● **Exercise prompt**:
Can you reproduce the records below line for line, without the pictures?

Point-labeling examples
------------------------

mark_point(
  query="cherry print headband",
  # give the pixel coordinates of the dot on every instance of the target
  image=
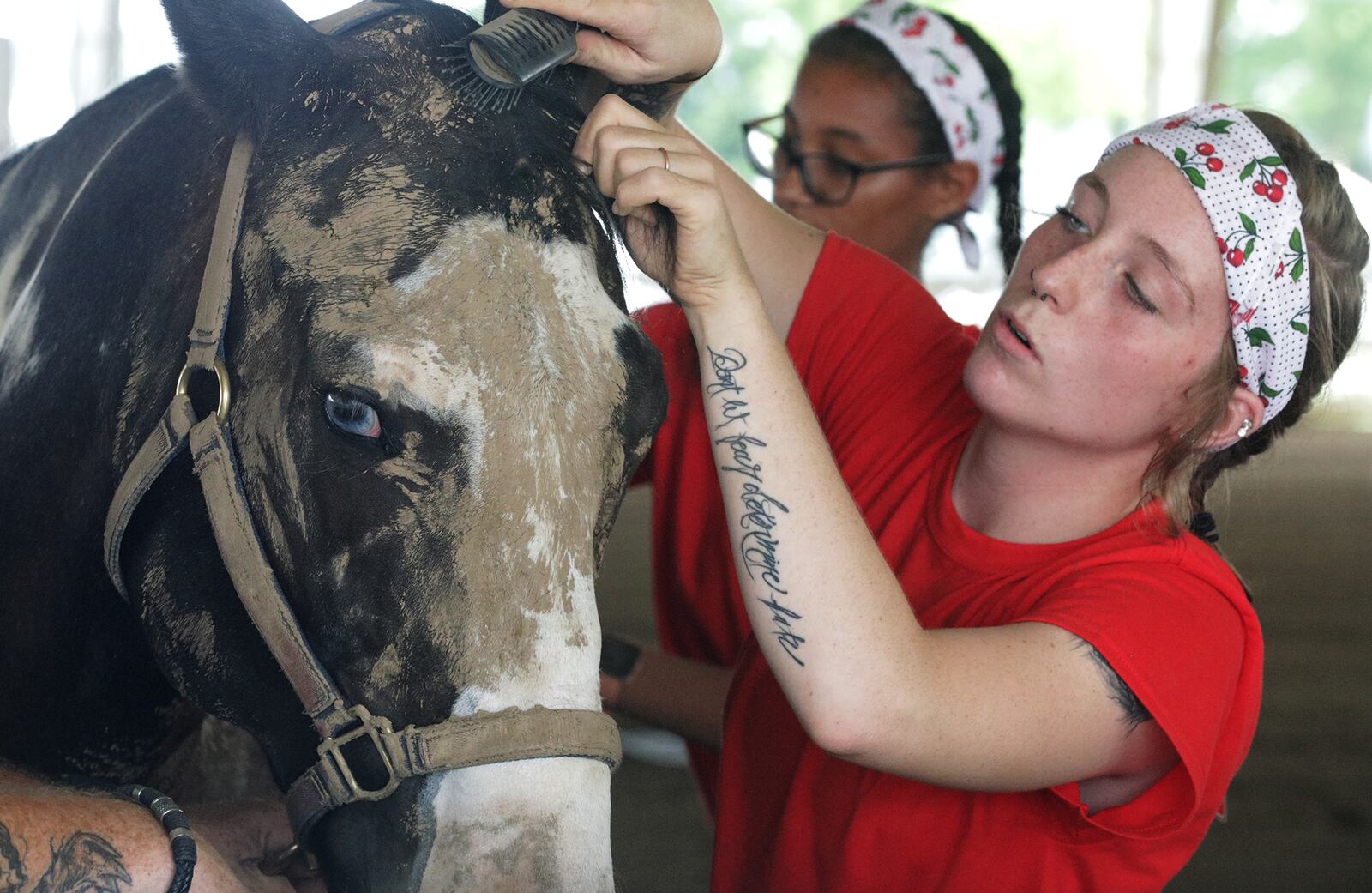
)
(1252, 202)
(943, 66)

------------------------

● **Answer to this problem**:
mark_point(
  query="cherry print headband",
  # give the pixel coordinates of the dot on every instance of the target
  image=
)
(1252, 202)
(943, 66)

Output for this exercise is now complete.